Problem to work on: Reproduce each of the following rows verbatim, character for character.

Supplied records:
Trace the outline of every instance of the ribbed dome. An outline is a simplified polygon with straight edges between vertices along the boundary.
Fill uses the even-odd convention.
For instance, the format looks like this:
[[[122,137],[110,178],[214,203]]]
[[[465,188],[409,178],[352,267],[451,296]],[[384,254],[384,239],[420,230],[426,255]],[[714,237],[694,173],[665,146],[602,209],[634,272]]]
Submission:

Task solution:
Trace the outline of every instance of the ribbed dome. An outline is a simplified polygon with straight edges between vertices along the boundary.
Fill uses the even-odd convention.
For instance, the format looks like this:
[[[122,137],[110,178],[214,203]]]
[[[465,188],[409,178],[352,267],[451,296]],[[384,254],[384,239],[420,230],[426,255]],[[714,237],[694,173],[665,146],[602,209],[634,272]]]
Submission:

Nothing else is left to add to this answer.